La presenza dell'acqua è il principale motivo che ha spinto millenni prima di oggi, alcune popolazioni a scegliere la propria sede sul pianoro che interrompe la discesa verso la pianura del Campidano.
Nel territorio di Seneghe, le più antiche testimonianze archeologiche risalgono a circa 2000 anni prima di Cristo, all'inizio della civiltà nuragica, e ancora oggi segnano profondamente il paesaggio. Ci sono alcune tombe di giganti e almeno un centinaio di nuraghi. Insieme al paesaggio agrario con alberi sparsi e macchia mediterranea, questi monumenti costituiscono uno degli elementi di interesse del territorio seneghese. A partire dall'arrivo dei fenici e dei punici sulla costa occidentale, la vicenda del territorio seneghese si lega a Cornus e alla sua storia. Dove è posto oggi l'abitato di Seneghe e nelle campagne, si hanno tracce di presenza punica e romana. Mentre i sardi indigeni continuano ad abitare attorno ai nuraghi che vanno in rovina, nelle campagne sorgono le ville romane. Il dominio delle popolazioni provenienti dall'Africa e dalla penisola italiana, pur avendo condizionato la vita degli abitanti per secoli, non ha lasciato tracce significative sul territorio.
Il nome di Seneghe compare per la prima volta in età storica nel XII secolo con una citazione nel Condaghe di Santa Maria di Bonarcado. È una delle sette ville che compongono la curatoria di Parte Milis, distretto amministrativo istituito dai Giudici d'Arborea ai confini settentrionali del loro regno.
Seneghe è stato quasi sempre il centro più popoloso del distretto e lo divenne ancora di più durante e dopo l'arrivo degli eserciti catalano-aragonesi e la lunga guerra di conquista tra XIV e XV secolo. Le popolazioni che fuggivano dai villaggi abbandonati e dalla pianura infiammata dalla guerra trovarono rifugio a Seneghe, favorita anche dalla posizione elevata sulla pianura malarica. Alla fine del periodo giudicale il paese fu incluso con il Campidano di Milis nel Marchesato di Oristano, composto dalla città e dai tre Campidani. Gli interessi dei sovrani, prima i Giudici e poi i Re di Spagna, erano presenti a Seneghe nel possesso del Monte. Le pendici alte del Montiferru ricoperte dalla foresta, un tempo usate per le cacce giudicali, venivano affittate dal demanio regio a privati per il pascolo e il ghiandatico.

_CONSEGNA:_ Nel brano su Seneghe, in quale documento compare per la prima volta il nome del paese?

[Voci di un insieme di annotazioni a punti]
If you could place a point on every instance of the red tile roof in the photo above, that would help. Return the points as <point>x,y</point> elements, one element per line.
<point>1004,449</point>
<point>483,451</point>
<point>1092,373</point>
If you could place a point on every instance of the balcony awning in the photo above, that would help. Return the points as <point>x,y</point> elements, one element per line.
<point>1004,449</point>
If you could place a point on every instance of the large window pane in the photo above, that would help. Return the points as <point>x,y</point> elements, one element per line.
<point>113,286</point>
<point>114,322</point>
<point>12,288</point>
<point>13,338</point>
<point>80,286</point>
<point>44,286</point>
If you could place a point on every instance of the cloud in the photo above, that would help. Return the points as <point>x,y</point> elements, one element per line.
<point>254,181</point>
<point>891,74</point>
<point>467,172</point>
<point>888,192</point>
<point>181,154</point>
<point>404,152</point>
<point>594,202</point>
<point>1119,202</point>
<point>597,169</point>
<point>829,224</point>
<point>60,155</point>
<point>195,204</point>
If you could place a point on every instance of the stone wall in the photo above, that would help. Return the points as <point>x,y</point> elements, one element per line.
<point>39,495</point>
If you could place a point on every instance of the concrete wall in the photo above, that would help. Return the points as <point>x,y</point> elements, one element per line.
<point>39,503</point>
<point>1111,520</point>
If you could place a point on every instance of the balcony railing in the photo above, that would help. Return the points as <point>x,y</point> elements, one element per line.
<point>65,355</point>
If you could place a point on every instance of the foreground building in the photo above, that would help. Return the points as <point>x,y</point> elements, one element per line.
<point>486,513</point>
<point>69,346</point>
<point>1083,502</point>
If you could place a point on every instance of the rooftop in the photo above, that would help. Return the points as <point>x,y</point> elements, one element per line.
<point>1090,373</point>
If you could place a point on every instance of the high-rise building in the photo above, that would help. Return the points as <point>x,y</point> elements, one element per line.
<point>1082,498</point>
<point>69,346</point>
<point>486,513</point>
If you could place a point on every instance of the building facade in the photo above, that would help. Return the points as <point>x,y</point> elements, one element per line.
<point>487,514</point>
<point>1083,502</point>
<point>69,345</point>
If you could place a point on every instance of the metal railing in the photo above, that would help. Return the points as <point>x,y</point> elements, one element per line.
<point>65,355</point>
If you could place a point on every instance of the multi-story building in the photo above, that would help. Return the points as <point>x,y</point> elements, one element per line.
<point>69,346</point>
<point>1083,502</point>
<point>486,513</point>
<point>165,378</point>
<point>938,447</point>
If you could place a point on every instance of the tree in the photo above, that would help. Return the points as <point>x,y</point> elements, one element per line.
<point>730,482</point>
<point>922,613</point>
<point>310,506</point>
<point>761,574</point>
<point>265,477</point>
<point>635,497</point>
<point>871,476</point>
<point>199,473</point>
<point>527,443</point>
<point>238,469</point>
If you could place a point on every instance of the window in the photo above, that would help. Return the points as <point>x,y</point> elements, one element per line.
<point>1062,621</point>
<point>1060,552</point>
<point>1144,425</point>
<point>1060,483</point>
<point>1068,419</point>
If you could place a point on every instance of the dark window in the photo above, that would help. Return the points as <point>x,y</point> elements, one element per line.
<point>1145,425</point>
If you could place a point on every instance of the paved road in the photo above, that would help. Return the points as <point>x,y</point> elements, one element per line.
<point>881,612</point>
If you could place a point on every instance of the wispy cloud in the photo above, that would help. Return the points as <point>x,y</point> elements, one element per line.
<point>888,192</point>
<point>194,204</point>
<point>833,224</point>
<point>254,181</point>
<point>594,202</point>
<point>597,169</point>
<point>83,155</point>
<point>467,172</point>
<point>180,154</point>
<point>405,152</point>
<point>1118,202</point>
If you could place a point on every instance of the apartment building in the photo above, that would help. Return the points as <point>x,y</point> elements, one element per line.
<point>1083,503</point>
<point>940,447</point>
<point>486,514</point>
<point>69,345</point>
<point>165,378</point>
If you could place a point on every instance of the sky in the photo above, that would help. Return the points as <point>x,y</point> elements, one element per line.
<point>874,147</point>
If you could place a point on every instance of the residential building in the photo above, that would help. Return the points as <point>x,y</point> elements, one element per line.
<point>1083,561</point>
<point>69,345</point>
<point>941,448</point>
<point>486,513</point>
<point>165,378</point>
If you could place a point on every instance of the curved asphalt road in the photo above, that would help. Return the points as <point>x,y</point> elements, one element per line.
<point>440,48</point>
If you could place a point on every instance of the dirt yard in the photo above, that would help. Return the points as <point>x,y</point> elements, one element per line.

_RISPOSTA:_ Nel Condaghe di Santa Maria di Bonarcado, nel XII secolo.